:: DATA SHOWN ::
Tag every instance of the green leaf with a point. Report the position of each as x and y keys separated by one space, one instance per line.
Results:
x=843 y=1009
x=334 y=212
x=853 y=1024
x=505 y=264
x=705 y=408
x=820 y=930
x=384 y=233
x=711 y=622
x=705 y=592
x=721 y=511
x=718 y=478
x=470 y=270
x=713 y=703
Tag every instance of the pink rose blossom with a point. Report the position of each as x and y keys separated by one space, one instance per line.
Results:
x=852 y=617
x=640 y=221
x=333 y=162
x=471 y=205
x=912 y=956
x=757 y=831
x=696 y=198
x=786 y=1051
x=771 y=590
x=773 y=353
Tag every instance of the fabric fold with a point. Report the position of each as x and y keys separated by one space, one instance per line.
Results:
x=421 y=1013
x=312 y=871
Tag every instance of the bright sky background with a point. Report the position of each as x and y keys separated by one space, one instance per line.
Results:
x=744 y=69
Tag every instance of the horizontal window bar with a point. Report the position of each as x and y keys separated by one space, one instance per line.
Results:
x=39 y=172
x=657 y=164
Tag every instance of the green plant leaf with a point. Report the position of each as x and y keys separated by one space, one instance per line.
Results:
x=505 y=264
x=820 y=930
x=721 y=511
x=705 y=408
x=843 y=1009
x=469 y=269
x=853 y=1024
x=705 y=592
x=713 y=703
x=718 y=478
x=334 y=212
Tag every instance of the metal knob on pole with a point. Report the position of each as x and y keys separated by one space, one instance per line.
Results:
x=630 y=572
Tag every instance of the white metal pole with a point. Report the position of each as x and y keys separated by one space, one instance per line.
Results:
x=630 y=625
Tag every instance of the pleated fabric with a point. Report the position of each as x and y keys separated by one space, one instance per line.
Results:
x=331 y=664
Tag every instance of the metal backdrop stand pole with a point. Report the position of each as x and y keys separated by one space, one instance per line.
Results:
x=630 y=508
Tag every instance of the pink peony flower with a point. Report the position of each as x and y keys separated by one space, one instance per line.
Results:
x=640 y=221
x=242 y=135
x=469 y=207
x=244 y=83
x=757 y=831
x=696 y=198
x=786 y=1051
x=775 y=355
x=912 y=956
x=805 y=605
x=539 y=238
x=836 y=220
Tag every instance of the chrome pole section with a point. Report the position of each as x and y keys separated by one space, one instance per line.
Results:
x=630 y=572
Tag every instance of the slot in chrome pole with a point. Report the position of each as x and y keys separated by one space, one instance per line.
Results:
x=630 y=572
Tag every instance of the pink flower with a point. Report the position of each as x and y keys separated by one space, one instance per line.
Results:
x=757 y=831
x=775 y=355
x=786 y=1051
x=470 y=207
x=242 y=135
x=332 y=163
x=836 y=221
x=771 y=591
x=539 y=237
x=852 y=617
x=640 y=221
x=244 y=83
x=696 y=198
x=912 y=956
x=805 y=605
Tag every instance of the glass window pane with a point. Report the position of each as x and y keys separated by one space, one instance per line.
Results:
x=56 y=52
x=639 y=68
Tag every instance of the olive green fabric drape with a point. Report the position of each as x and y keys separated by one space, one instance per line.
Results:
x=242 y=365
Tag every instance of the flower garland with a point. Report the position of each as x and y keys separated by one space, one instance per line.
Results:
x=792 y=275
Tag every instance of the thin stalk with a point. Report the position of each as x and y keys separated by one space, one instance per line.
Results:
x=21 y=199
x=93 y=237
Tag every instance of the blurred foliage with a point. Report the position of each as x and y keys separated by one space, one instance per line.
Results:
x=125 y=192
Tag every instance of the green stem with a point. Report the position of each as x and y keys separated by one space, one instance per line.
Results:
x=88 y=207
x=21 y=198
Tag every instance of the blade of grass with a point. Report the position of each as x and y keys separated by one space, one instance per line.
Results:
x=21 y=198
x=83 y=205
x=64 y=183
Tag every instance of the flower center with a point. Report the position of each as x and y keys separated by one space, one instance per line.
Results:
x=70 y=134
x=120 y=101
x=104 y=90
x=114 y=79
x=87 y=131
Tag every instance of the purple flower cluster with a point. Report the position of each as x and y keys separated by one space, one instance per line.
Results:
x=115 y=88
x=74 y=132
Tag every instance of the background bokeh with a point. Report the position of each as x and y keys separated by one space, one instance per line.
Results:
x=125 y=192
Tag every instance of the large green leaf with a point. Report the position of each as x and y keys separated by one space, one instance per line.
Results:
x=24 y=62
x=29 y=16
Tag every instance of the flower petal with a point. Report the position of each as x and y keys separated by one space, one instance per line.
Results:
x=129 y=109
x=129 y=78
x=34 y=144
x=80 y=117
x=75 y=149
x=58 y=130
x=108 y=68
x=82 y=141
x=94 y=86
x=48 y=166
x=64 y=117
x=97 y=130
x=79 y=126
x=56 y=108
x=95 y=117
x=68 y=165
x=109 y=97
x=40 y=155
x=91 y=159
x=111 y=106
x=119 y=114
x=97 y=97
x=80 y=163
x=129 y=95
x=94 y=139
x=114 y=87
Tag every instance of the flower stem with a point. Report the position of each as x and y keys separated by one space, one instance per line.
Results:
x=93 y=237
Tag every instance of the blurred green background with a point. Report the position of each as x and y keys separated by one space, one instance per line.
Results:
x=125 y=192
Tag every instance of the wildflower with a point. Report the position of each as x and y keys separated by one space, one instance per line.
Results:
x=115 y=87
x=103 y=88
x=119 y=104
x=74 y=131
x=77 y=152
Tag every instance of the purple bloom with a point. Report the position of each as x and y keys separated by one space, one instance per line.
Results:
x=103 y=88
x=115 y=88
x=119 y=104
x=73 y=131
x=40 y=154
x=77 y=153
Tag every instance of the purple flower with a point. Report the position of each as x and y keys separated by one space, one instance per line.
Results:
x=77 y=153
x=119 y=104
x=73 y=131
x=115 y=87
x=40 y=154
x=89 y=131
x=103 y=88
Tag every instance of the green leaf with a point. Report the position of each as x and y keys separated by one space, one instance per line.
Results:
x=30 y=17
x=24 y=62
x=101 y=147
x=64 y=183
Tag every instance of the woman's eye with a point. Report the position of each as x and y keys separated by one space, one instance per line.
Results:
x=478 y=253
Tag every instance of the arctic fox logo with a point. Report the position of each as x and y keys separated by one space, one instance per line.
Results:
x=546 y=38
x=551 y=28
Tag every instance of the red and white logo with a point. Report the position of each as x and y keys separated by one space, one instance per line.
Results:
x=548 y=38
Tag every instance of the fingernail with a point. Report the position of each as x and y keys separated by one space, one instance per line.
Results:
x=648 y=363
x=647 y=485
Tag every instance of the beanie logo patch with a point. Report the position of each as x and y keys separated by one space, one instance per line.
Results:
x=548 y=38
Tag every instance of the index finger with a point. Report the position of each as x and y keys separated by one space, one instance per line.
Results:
:::
* **PROBLEM TO SOLVE**
Copy out every one of the lines above word for word, with nothing added or left out.

* **SOLUTION TO THIS EXERCISE**
Tag every instance of the green leaf with a point. Report the position of each as x and y keys separated by one space, one instance per line.
Results:
x=843 y=1009
x=334 y=212
x=853 y=1024
x=505 y=264
x=705 y=408
x=820 y=930
x=384 y=233
x=711 y=622
x=705 y=592
x=721 y=511
x=718 y=478
x=470 y=270
x=713 y=703
Tag every instance of the pink rose blossom with a point. Report the position of each as x and y keys separated by one space, one instance per line.
Results:
x=852 y=617
x=640 y=221
x=333 y=162
x=471 y=205
x=912 y=956
x=757 y=831
x=696 y=198
x=786 y=1051
x=771 y=590
x=773 y=353
Tag every instance of the fabric fold with a point. Report the position of each as x and y keys separated by one space, one instance per line.
Results:
x=421 y=1013
x=312 y=871
Tag every instance of the bright sky background with a point. Report the position of each as x and y keys separated by one space, one instance per line.
Results:
x=744 y=69
Tag every instance of the horizontal window bar with a point. Report the position of each as x and y keys separated by one space, one instance per line.
Results:
x=39 y=172
x=657 y=164
Tag every instance of the green plant leaf with a point. Report the position of each as x and y keys separated by one space, one instance per line.
Results:
x=505 y=264
x=820 y=930
x=721 y=511
x=705 y=408
x=843 y=1009
x=469 y=269
x=853 y=1024
x=705 y=592
x=713 y=703
x=718 y=478
x=334 y=212
Tag every instance of the metal knob on pole with a point. Report the position of each as x and y keys separated by one space, one instance per line.
Results:
x=630 y=572
Tag every instance of the white metal pole with a point. Report the position of each as x and y keys separated by one space, one instance per line.
Results:
x=630 y=625
Tag every instance of the pleated fabric with a point. Report the position of each as x and y keys separated by one space, one instance per line.
Results:
x=331 y=664
Tag every instance of the metal backdrop stand pole with a point. Report the position of each as x and y keys separated by one space, one instance per line.
Results:
x=630 y=508
Tag every instance of the pink peony flower with a point. Report the position of each as x and y keys separated by one space, one instance per line.
Results:
x=640 y=221
x=242 y=135
x=469 y=207
x=244 y=83
x=757 y=831
x=696 y=198
x=786 y=1051
x=775 y=355
x=912 y=956
x=805 y=605
x=539 y=238
x=836 y=220
Tag every instance of the chrome pole section with a point. Report the position of each as x and y keys separated by one space, one instance per line.
Results:
x=630 y=572
Tag every instance of the slot in chrome pole with a point. Report the position of each as x and y keys separated by one space, one instance per line.
Results:
x=630 y=572
Tag every instance of the pink flower with a point. Report the position of each as x and y keys separated by one space, one instance per line.
Results:
x=757 y=831
x=775 y=355
x=786 y=1051
x=470 y=207
x=242 y=135
x=332 y=163
x=836 y=221
x=771 y=591
x=539 y=237
x=852 y=617
x=640 y=221
x=244 y=83
x=696 y=198
x=912 y=956
x=805 y=605
Tag every instance of the glass window pane with a point. Report the position of each as x and y keys separated by one space, one instance per line.
Results:
x=56 y=52
x=639 y=68
Tag every instance of the olive green fabric drape with a point. Report the position of each as x and y keys separated by one space, one instance per line.
Results:
x=242 y=365
Tag every instance of the flower garland with a point. Report the position of each as x and y keys separated by one space, one instance per line.
Results:
x=792 y=275
Tag every instance of the thin stalk with a point. Report the position of each as x and y keys separated by one space, one instance per line.
Results:
x=21 y=199
x=93 y=237
Tag every instance of the blurred foliage with a point. Report the position of each as x and y keys separated by one space, one instance per line.
Results:
x=125 y=192
Tag every instance of the green stem with a point. Report the position of each as x and y keys separated by one space, one instance per line.
Results:
x=88 y=207
x=21 y=198
Tag every instance of the blade of grass with a point. Report the position of each as x and y keys separated by one space, one instance per line.
Results:
x=21 y=198
x=83 y=205
x=64 y=183
Tag every instance of the flower center with a point. Report the position of each as x and y keys separated by one space, one instance per line.
Results:
x=70 y=134
x=120 y=101
x=104 y=90
x=114 y=79
x=87 y=131
Tag every instance of the purple flower cluster with a point. Report the position of each as x and y keys separated by one space, one instance per line.
Results:
x=115 y=88
x=74 y=132
Tag every instance of the background bokeh with a point. Report the position of each as x and y keys separated by one space, one instance per line.
Results:
x=125 y=192
Tag every instance of the large green leaf with a point. Report the position of each as x and y keys separated by one space, one instance per line.
Results:
x=24 y=62
x=29 y=16
Tag every instance of the flower petal with a point. Report the position of each as x and y keys separated by one space, one instance per line.
Results:
x=129 y=109
x=129 y=78
x=34 y=144
x=80 y=117
x=75 y=149
x=58 y=130
x=108 y=68
x=82 y=141
x=94 y=86
x=48 y=166
x=64 y=117
x=97 y=130
x=79 y=126
x=56 y=108
x=95 y=117
x=68 y=165
x=109 y=97
x=40 y=155
x=91 y=159
x=111 y=106
x=119 y=114
x=97 y=97
x=80 y=163
x=129 y=95
x=94 y=139
x=114 y=87
Tag every instance of the flower stem with a point. Report the position of each as x and y keys separated by one space, one instance per line.
Results:
x=93 y=237
Tag every instance of the blurred green background with a point. Report the position of each as x and y keys separated by one space, one instance per line.
Results:
x=125 y=192
Tag every instance of the wildflower with a point. Report the position of each as x and y keys separated by one space, one instance per line.
Results:
x=115 y=87
x=103 y=88
x=119 y=104
x=74 y=131
x=77 y=152
Tag every instance of the purple bloom with a point. Report the position of each as x and y keys separated by one space, one instance per line.
Results:
x=103 y=88
x=115 y=88
x=119 y=104
x=73 y=131
x=40 y=154
x=77 y=153
Tag every instance of the purple flower with a point. Report the position of each as x and y keys separated by one space, one instance per line.
Results:
x=77 y=153
x=119 y=104
x=73 y=131
x=115 y=87
x=40 y=154
x=89 y=131
x=103 y=88
Tag every instance of the green leaf with a point. Report the position of each as x and y keys separated by one space, one instance per line.
Results:
x=30 y=17
x=24 y=62
x=101 y=147
x=64 y=183
Tag every instance of the woman's eye with a point. Report the position of each as x and y keys separated by one space, one instance per line.
Results:
x=478 y=253
Tag every instance of the arctic fox logo with a point. Report the position of each as x and y keys separated by one space, one instance per line.
Results:
x=546 y=38
x=551 y=28
Tag every instance of the red and white logo with a point. Report the position of each as x and y keys separated by one space, one instance per line.
Results:
x=548 y=38
Tag every instance of the fingernail with a point. Report the position of each as x and y keys separated by one space, one instance per line.
Results:
x=648 y=363
x=647 y=485
Tag every instance of the beanie logo patch with a point. Report the position of each as x and y keys separated by one space, one instance per line.
Results:
x=548 y=38
Tag every instance of the index finger with a point. Report the position of each as x and y keys separated by one space, one instance per line.
Results:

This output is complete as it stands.